Copy every row below, replacing "trace the outline" with "draw the boundary" wherever it appears and changing nothing else. Leave the pictures out of your copy.

**Data excerpts:**
================

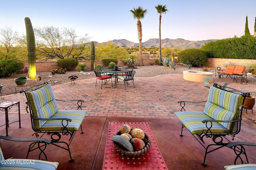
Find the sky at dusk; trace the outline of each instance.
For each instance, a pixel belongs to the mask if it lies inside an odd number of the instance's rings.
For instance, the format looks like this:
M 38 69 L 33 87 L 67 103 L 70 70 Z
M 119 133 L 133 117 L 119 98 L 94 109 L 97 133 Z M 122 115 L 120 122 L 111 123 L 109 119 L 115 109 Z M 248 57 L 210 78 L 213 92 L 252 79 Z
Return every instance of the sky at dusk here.
M 255 0 L 9 0 L 1 1 L 0 28 L 5 25 L 26 35 L 24 18 L 33 27 L 72 28 L 78 36 L 88 34 L 99 43 L 126 39 L 138 43 L 137 20 L 130 12 L 142 6 L 142 42 L 158 38 L 159 14 L 155 6 L 166 5 L 162 14 L 162 39 L 200 41 L 240 37 L 248 17 L 254 35 Z

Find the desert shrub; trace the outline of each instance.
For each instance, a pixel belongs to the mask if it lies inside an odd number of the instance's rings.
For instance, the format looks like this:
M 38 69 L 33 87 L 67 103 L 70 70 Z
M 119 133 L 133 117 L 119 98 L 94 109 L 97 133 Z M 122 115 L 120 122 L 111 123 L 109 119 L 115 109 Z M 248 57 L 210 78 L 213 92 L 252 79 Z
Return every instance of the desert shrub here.
M 88 70 L 88 67 L 85 63 L 79 63 L 77 66 L 77 67 L 76 67 L 76 70 L 78 72 L 80 72 L 80 71 L 87 71 Z
M 60 67 L 72 71 L 78 65 L 78 61 L 76 59 L 61 59 L 57 61 L 57 64 Z
M 97 64 L 97 65 L 96 66 L 96 68 L 99 67 L 103 67 L 103 65 L 102 64 Z
M 0 60 L 0 78 L 10 76 L 14 73 L 20 73 L 23 63 L 15 60 Z
M 50 71 L 52 75 L 54 75 L 55 74 L 64 74 L 67 72 L 67 69 L 63 69 L 61 68 L 60 69 L 56 69 L 55 70 L 51 70 Z
M 116 64 L 114 62 L 111 62 L 109 63 L 108 66 L 108 69 L 112 69 L 114 68 L 115 66 L 116 66 Z
M 163 64 L 164 66 L 169 66 L 169 64 L 171 60 L 168 57 L 164 57 L 162 60 L 161 63 Z
M 104 66 L 107 67 L 111 62 L 114 63 L 116 65 L 117 65 L 118 61 L 115 59 L 102 59 L 102 62 Z
M 179 53 L 178 61 L 185 64 L 191 64 L 195 67 L 203 66 L 208 60 L 206 52 L 199 49 L 187 49 Z
M 123 60 L 123 62 L 128 67 L 134 68 L 135 63 L 136 63 L 136 60 L 128 58 Z M 153 64 L 154 64 L 154 63 Z

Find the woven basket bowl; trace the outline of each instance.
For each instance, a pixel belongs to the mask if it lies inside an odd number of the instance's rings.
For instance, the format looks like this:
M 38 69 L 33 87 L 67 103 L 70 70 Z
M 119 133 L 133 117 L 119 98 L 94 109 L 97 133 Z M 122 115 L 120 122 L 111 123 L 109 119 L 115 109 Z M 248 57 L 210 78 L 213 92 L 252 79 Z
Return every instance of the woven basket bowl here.
M 121 132 L 120 131 L 118 131 L 115 134 L 116 135 L 121 135 Z M 140 150 L 134 152 L 130 152 L 126 150 L 123 149 L 118 144 L 115 143 L 114 143 L 114 145 L 119 152 L 121 154 L 124 154 L 124 155 L 127 156 L 138 156 L 142 155 L 146 153 L 149 150 L 151 146 L 151 141 L 149 139 L 148 136 L 146 133 L 145 134 L 145 139 L 147 139 L 147 143 L 145 144 L 145 147 Z

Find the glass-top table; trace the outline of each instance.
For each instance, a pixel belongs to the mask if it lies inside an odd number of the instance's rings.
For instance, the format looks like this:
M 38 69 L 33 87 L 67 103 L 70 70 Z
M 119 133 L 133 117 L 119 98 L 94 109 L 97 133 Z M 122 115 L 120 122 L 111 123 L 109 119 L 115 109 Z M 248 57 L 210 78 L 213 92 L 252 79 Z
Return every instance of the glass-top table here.
M 129 72 L 130 70 L 127 69 L 120 69 L 118 68 L 117 70 L 115 70 L 115 68 L 113 69 L 105 69 L 102 70 L 102 72 L 106 73 L 114 73 L 114 74 L 111 75 L 111 76 L 114 78 L 115 80 L 115 87 L 117 87 L 117 76 L 118 74 L 123 73 L 124 72 Z

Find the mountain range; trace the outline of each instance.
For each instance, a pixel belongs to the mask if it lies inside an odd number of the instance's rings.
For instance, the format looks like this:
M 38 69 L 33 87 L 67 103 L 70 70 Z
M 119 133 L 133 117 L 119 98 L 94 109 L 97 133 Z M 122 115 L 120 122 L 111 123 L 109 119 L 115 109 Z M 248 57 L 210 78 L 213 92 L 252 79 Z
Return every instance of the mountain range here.
M 211 41 L 216 41 L 218 39 L 209 39 L 208 40 L 202 40 L 197 41 L 192 41 L 186 40 L 181 38 L 176 39 L 170 39 L 166 38 L 161 40 L 162 47 L 170 48 L 178 47 L 180 49 L 197 49 L 200 48 L 202 45 Z M 135 43 L 132 41 L 126 40 L 125 39 L 114 39 L 111 41 L 116 46 L 119 47 L 136 47 L 138 46 L 138 43 Z M 103 43 L 106 43 L 107 42 Z M 159 47 L 159 39 L 153 38 L 149 39 L 146 41 L 142 43 L 142 46 L 144 47 Z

================

**Answer to the task:**
Find the sky at dusk; draw the boundary of each instance.
For each instance, a pixel belongs to the mask if it lies inside an odd number of the instance's rings.
For instance, the format looks like this:
M 38 69 L 33 87 L 67 103 L 70 70 Z
M 119 133 L 133 117 L 119 98 L 94 109 L 97 133 Z M 122 115 L 120 122 L 111 123 L 109 119 L 115 109 Z M 248 57 L 210 78 L 213 92 L 252 79 Z
Return every instance of the sky at dusk here.
M 255 0 L 9 0 L 1 1 L 0 28 L 5 25 L 26 35 L 24 18 L 33 27 L 72 28 L 78 36 L 88 34 L 99 43 L 126 39 L 138 43 L 137 20 L 130 12 L 142 6 L 142 42 L 158 38 L 159 14 L 155 6 L 166 5 L 162 14 L 162 39 L 200 41 L 240 37 L 248 17 L 254 35 Z

Find the desert shrub; draw the boundary of each instance.
For each instance, a pixel belongs to the mask if it lies inside an odd number of the instance's rings.
For instance, the format looks like this:
M 38 69 L 33 87 L 67 103 L 70 70 Z
M 119 133 L 133 117 L 119 98 L 94 109 L 97 133 Z M 122 115 L 120 122 L 111 123 L 109 119 L 115 109 Z M 248 57 L 210 78 L 213 92 L 252 79 Z
Return every instance of the desert shrub here.
M 88 70 L 88 67 L 85 63 L 79 63 L 77 66 L 77 67 L 76 67 L 76 70 L 78 72 L 80 72 L 80 71 L 87 71 Z
M 60 67 L 72 71 L 78 65 L 78 61 L 76 59 L 61 59 L 57 61 L 57 64 Z
M 97 64 L 97 65 L 96 66 L 96 68 L 99 67 L 103 67 L 103 65 L 102 64 Z
M 0 60 L 0 78 L 10 76 L 14 73 L 20 73 L 23 63 L 15 60 Z
M 50 71 L 52 75 L 54 75 L 55 74 L 64 74 L 67 72 L 67 69 L 63 69 L 61 68 L 60 69 L 56 69 L 55 70 L 51 70 Z
M 116 64 L 114 62 L 111 62 L 109 63 L 108 66 L 108 69 L 112 69 L 114 68 L 115 66 L 116 66 Z
M 163 64 L 164 66 L 169 66 L 169 64 L 171 60 L 168 57 L 164 57 L 162 60 L 161 63 Z
M 104 66 L 107 67 L 111 62 L 114 63 L 116 65 L 117 65 L 118 61 L 115 59 L 102 59 L 102 62 Z
M 179 53 L 178 61 L 185 64 L 191 64 L 195 67 L 203 66 L 208 60 L 206 52 L 199 49 L 187 49 Z
M 123 60 L 123 62 L 128 67 L 134 68 L 135 63 L 136 63 L 136 60 L 128 58 Z M 153 64 L 154 64 L 154 63 Z

Find the woven basket bowl; draw the boundary of each instance.
For each instance, a pixel belongs to the mask if it lies inside an odd number of the instance's rings.
For instance, the format looks like this:
M 38 69 L 33 87 L 67 103 L 70 70 Z
M 119 133 L 133 117 L 119 98 L 94 109 L 97 133 Z M 122 115 L 120 122 L 111 123 L 109 119 L 115 109 Z M 248 57 L 210 78 L 213 92 L 252 79 Z
Return every instance of the woven basket bowl here.
M 121 132 L 120 131 L 118 131 L 115 134 L 116 135 L 121 135 Z M 140 150 L 134 152 L 130 152 L 126 150 L 123 149 L 118 144 L 115 143 L 114 143 L 114 145 L 119 152 L 121 154 L 124 154 L 124 155 L 127 156 L 138 156 L 142 155 L 146 153 L 149 150 L 151 146 L 151 141 L 149 139 L 148 136 L 146 133 L 145 134 L 145 139 L 147 139 L 147 143 L 145 144 L 145 147 Z

Find the glass-top table; draw the boundary of each instance.
For each instance, a pixel belongs to the mask if it lies inside an odd number of the instance's rings.
For instance, the format looks like this:
M 38 69 L 33 87 L 67 103 L 70 70 Z
M 119 133 L 133 117 L 119 98 L 94 109 L 97 133 Z M 122 115 L 120 122 L 111 123 L 109 119 L 115 109 Z M 248 57 L 210 78 L 213 92 L 252 79 Z
Return every instance of the glass-top table here.
M 129 72 L 130 70 L 127 69 L 120 69 L 118 68 L 117 70 L 115 70 L 115 68 L 113 69 L 105 69 L 102 70 L 102 72 L 106 73 L 114 73 L 114 74 L 111 75 L 111 76 L 114 78 L 115 80 L 115 87 L 117 87 L 117 76 L 118 74 L 123 73 L 124 72 Z

Find the mountain range; draw the boundary of each instance.
For each instance, a pixel belongs to the mask if it lies inside an odd number of the instance's rings.
For instance, the format looks like this:
M 38 69 L 33 87 L 67 103 L 70 70 Z
M 119 133 L 133 117 L 119 98 L 94 109 L 97 133 Z M 122 115 L 120 122 L 111 123 L 109 119 L 115 109 Z M 248 57 L 210 78 L 213 92 L 252 79 Z
Return every instance of the mountain range here.
M 211 41 L 216 41 L 218 39 L 209 39 L 208 40 L 202 40 L 197 41 L 192 41 L 186 40 L 181 38 L 176 39 L 170 39 L 166 38 L 161 40 L 162 47 L 170 48 L 178 47 L 180 49 L 197 49 L 200 48 L 202 45 Z M 135 43 L 132 41 L 126 40 L 125 39 L 114 39 L 111 41 L 116 46 L 119 47 L 136 47 L 138 46 L 138 43 Z M 103 43 L 106 43 L 107 42 Z M 159 47 L 159 39 L 153 38 L 149 39 L 146 41 L 142 43 L 142 46 L 144 47 Z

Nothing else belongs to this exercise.